== What you should do ==
Copy out these lines word for word, leaving out the pictures.

━━━

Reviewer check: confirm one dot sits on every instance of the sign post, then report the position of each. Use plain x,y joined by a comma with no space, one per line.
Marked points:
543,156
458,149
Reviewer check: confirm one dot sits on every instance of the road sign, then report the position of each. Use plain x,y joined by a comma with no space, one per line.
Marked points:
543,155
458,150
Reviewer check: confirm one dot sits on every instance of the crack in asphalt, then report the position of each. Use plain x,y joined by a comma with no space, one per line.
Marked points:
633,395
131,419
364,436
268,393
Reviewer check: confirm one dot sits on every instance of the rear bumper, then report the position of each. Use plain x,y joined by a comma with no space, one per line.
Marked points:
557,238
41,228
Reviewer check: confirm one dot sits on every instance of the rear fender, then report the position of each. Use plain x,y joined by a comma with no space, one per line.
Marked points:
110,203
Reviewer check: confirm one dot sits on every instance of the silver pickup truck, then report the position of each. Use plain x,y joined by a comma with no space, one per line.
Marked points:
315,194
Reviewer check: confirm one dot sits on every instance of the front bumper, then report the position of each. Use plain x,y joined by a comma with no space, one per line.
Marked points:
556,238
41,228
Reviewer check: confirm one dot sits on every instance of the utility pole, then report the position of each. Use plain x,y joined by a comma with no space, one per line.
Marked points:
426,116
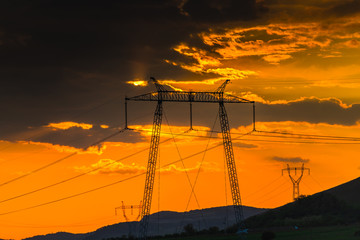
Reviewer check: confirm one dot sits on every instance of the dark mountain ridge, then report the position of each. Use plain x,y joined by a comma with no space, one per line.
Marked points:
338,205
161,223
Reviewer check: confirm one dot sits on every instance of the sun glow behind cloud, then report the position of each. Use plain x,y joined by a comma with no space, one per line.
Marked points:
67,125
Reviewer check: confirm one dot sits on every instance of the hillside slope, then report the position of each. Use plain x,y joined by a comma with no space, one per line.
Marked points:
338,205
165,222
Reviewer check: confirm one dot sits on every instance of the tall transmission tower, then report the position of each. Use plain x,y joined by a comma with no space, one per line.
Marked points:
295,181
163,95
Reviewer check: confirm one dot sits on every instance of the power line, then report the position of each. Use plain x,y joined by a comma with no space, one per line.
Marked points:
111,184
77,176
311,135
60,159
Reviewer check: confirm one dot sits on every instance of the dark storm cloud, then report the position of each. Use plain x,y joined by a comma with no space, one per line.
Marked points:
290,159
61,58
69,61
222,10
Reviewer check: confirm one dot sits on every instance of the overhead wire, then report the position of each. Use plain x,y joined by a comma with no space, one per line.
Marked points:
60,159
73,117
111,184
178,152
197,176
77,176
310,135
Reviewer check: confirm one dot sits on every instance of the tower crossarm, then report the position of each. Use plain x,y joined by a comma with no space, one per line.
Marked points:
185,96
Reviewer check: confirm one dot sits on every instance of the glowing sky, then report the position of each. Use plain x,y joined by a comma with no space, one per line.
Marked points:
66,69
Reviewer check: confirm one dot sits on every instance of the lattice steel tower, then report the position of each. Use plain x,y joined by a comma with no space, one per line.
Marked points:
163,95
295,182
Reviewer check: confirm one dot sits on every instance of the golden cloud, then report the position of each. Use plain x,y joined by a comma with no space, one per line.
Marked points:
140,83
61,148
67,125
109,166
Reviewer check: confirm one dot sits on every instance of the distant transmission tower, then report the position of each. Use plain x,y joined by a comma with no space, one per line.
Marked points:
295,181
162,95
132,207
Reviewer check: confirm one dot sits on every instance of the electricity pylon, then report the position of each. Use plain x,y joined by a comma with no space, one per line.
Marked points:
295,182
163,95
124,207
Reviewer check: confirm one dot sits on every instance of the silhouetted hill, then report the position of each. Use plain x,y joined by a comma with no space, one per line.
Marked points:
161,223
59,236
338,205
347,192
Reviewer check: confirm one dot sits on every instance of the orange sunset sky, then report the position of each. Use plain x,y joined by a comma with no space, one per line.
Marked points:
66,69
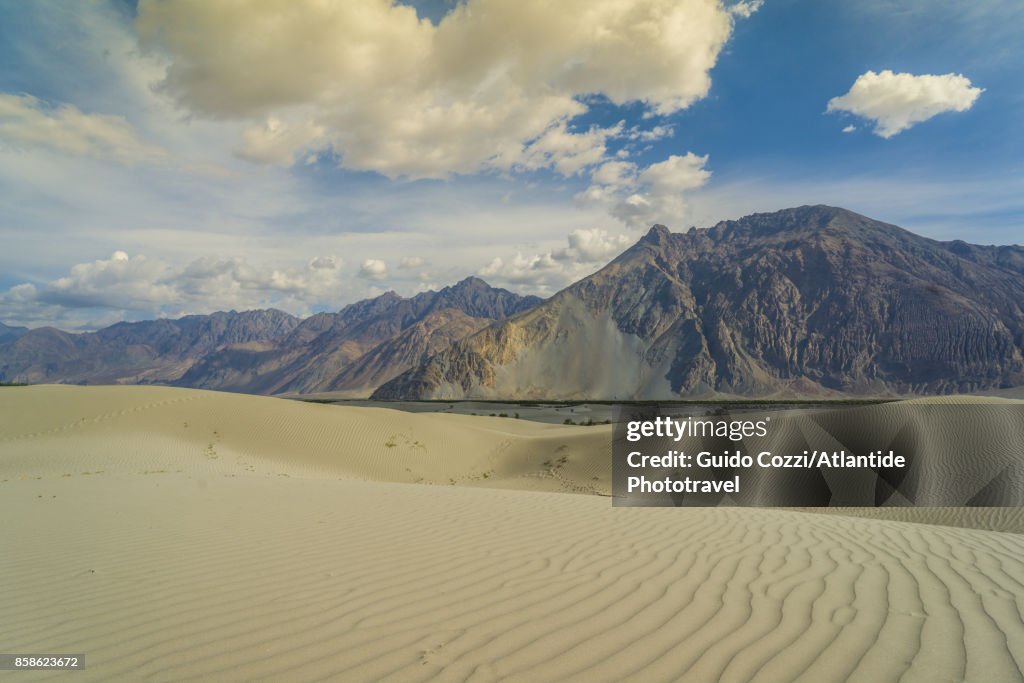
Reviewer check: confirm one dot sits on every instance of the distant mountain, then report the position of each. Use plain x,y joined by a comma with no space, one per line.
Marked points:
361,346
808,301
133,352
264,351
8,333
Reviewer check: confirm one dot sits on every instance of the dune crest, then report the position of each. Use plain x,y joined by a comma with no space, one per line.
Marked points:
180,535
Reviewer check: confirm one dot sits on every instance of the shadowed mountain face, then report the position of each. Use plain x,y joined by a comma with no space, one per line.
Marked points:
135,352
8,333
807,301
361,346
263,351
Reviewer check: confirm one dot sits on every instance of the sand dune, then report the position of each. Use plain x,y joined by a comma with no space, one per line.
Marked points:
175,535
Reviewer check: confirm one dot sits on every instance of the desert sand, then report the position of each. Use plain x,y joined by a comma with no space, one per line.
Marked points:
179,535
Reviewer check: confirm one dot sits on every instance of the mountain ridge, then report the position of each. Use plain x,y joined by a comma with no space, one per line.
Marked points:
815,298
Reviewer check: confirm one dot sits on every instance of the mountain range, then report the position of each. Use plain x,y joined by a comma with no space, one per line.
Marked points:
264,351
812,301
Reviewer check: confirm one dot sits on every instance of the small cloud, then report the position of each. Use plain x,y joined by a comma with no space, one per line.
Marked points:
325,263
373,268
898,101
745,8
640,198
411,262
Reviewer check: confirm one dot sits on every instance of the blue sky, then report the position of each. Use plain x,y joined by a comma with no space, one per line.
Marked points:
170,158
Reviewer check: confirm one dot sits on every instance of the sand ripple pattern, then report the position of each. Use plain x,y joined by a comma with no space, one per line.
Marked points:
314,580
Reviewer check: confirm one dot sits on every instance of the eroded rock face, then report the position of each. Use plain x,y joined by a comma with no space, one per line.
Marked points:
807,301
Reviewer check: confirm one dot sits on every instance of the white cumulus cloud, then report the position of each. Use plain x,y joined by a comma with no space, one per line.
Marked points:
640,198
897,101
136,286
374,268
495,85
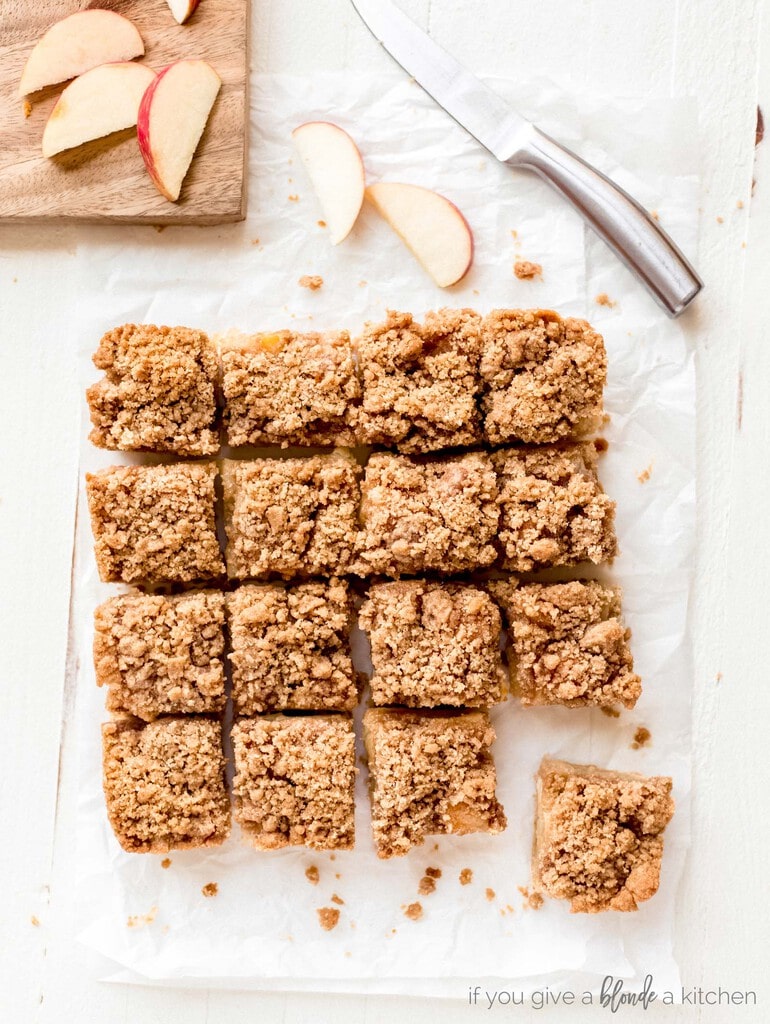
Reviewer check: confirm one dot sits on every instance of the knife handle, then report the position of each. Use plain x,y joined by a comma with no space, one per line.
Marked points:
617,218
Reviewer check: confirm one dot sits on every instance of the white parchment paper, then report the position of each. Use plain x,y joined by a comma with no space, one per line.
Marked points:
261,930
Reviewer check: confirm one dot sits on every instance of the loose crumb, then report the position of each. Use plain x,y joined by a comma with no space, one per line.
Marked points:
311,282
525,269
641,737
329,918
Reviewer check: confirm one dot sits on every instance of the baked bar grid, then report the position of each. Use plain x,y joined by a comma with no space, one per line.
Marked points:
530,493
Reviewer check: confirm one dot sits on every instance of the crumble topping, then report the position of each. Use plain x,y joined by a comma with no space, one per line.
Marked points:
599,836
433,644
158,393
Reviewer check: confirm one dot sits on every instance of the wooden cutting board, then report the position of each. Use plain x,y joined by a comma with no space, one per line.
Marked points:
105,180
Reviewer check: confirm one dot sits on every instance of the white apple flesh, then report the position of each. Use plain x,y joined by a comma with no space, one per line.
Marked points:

━━━

== Exercise solution ==
Reviewer check: confirm one dot sits on every instance of the sign post, then report the position of each. Use plain x,y joined by a comma with no space, one per line.
Marked points:
543,156
458,149
Reviewer check: confirm one dot sits on every instance of the road sign, then report the position of each. Use plain x,y joined by a comma with no space, one per line.
Marked points:
543,155
458,150
Reviewer check: confirm one dot sits on every instance of the crack in asphalt, then report the position of each. Use plain x,y joined by a comma with no space, one per line.
Marked points:
633,395
131,419
364,436
268,393
Reviewer check: confirm one dot sits on every instance of the rear bumper, then report the position of each. Use plain x,y joined by a comma with no space, one per line.
Marked points:
557,238
41,228
Reviewer check: confirm one dot sits on every instance of the rear fender, then report the position of each. Use plain x,y joined by a comma with no space, one per line.
Marked points:
110,203
Reviewer check: confirm one dot sits on every instance of the silver pickup truck, then report the position of each. Use plain x,y joined by a comma with no space, one per line.
Marked points:
315,194
Reviewer check: confirm one dot sits on every instance of the front bumper, then report the position of each. Use plain x,y joined by a comma with no space, one per line.
Marked points:
556,238
41,228
Reviewer check: confirm one dot sits on every instance of the utility pole, then report the position of each. Use plain x,y joined by a comma with no space, one per line.
Marked points:
426,116
Reviewer check: confirm one dot sits on every instance of the dark mountain ridge, then report the position of each. Use plain x,y joined by a comma with no space, one per line.
Marked points:
338,205
161,223
Reviewer check: confirm one dot sits on every instance of the sun glow behind cloud, then report the position of each. Use plain x,y joined by a comma with no space, one per line.
Marked points:
67,125
Reviewer check: confirm one dot sits on every instance of the hillside slope, then report the position of each. Use plain x,y joined by a comma with no space, one per line.
Marked points:
338,205
165,222
Reviewer check: confirm one dot sits on every instance of the tall transmission tower, then report the position of each. Use plain x,y joined by a comma with no space, one per line.
Marked points:
295,181
163,95
Reviewer check: confirm one dot sits on every instance of the power line, then report the position of each. Use plain x,y joined by a comma with no space, one per line.
Marked points:
111,184
77,176
311,135
60,159
Reviewer check: confirm one dot sits on every instance of the dark storm cloud, then report the position of each. Use plain x,y joined by a comma with no space, one per line.
Marked points:
290,159
61,58
69,61
222,10
Reviewer check: confirm one dot sits on every instance of the overhead wire, then report the position of each. Use plain x,y joined by a comma with no space, one per line.
Marked points:
60,159
73,117
111,184
178,152
197,176
77,176
310,135
Reviewer check: confirm one dot sits on every instance of the tower crossarm, then report the position of each. Use plain x,y joined by a comma with no space, one per line.
Marked points:
185,96
Reviewer check: confirm one dot sits on every instance of the glowing sky, then report the position of each. Use plain x,y joined by a comma with no space, one per line.
Marked points:
66,69
Reviewer check: confirm one dot sits on every instance of the lattice steel tower, then report the position of each. Use plain x,y joined by a comma with no space, one per line.
Marked points:
163,95
295,182
Reviewer check: confirm one dot sits on every instance of the golden cloud, then report the position of each. Use plain x,y joined by a comma with no space, one per line.
Marked points:
140,83
61,148
67,125
109,166
Reviewer check: confirm one dot sits on every instance of the distant transmission tower, then report the position of each. Use plain x,y joined by a comma with no space, one per line.
Marked points:
295,181
162,95
132,207
Reviewer check: confirm one dot sits on every instance of the electricity pylon, then report the position of each. Use plain x,y joined by a comma with no space, one per line.
Marked points:
295,182
163,95
124,207
Reviewer check: confirm one dot sits on every instance of the silhouetted hill, then report the position of each. Use plain x,y joined by a comma with no space, one per line.
Marked points:
161,223
59,236
338,205
347,192
Reviewer check: confirm one dot sits on every instance of the orange sunset sky, then report the position of each. Use plain x,y joined by a comma with no space, one per line.
Marked points:
66,69
Reviewer check: confirm one dot sits on every instance of the distant mountain, then report the position of each. Use plain x,y joined by a comma with no space, one per line.
Marked points:
361,346
808,301
133,352
264,351
8,333
Reviewer check: confirm one dot sits on every instance of the dune crest, then report the position of each. Use plain x,y joined by a comma with no space, one per line.
Marked points:
180,535
Reviewer check: confirm one dot sits on every instance of the shadowed mountain face, then report the position of each. Use plain x,y joined by a comma with no space, one per line.
Marked points:
135,352
8,333
807,301
361,346
263,351
Reviewer check: confirm one dot sits on every instance of the sand dune, then report the position of each. Use plain x,y joined by a comma with no space, one per line.
Marked points:
175,535
Reviewer check: confirm one dot sits on every instance of the desert sand, then report the position of each. Use plain x,y joined by a comma with no space, one per line.
Marked points:
179,535
Reviewer check: confirm one dot sits on every instance of the mountain ridge, then report the position of each. Use plain x,y joined by a comma with no space, one per line.
Marked points:
815,298
Reviewer check: confirm one dot sits on every instance of the mountain range, then report the position of each. Use plain x,y joined by a comma with no space, one per line.
Marked points:
264,351
812,301
Reviewer check: confirm one dot sits on every instance of the small cloud, then report the position of each. Use plain x,y joined by a comma with no space, one per line.
Marked points:
325,263
373,268
898,101
745,8
640,198
411,262
Reviewer check: confirm one dot sits on every instance of the blue sky, then report the position of each. Use plain x,y joined by a comma with no space, one per line.
Marked points:
170,158
Reviewer check: confirm one dot sits on every instance of the sand ripple pattern, then report the position of each. Use plain x,y joined by a comma with no space, one per line.
Marked points:
314,580
Reviewer check: confirm one dot sits on every instance of the eroded rock face, then report the position of each. Use plain x,y joined by a comma with no space, one per line.
Marked points:
807,301
Reviewer check: confirm one dot sits on every instance of the white cumulus cloud, then report the position of each. Use plain x,y joined by a comma with no space, one per line.
Marked points:
640,198
897,101
136,286
374,268
495,85
Reviewer check: confirm one dot sits on every instance of the knife handle, then report the position of each. Use plain x,y joined by a comma with no space, one per line.
Marked points:
617,218
Reviewer check: confirm one dot sits on every instance of the white parchment paper, then report the position of each. Use plain x,y joined by a comma with no space, one per line.
Marked points:
261,930
Reviewer check: confirm one dot sits on every instance of the loose crumb, then report the position of each. Use plain x,y joined by a comma with no space, one per line.
Marked points:
311,282
525,269
641,737
329,918
Reviewer check: confirm one dot sits on every instance of the baked bar grid, then report the position of each. Use plain x,y joined by a comma with no space, one per line.
Marked points:
530,493
Reviewer check: confirm one dot sits on every instance of the crumble topping, then report the position of each. Use plain x,y joined by a comma with no space, one per line.
Marked points:
599,836
433,644
158,393
Reviewer check: confirm one dot sits on every instance of the wooden cutting board, then report the position of each. Use plain x,y joined by a comma with no space, one per line.
Marked points:
105,180
Reviewer check: confirm one dot sits on every instance of the white apple flesh, then report the position of each. Use plain x,y joined by a comma with no space, one per line.
Marked points:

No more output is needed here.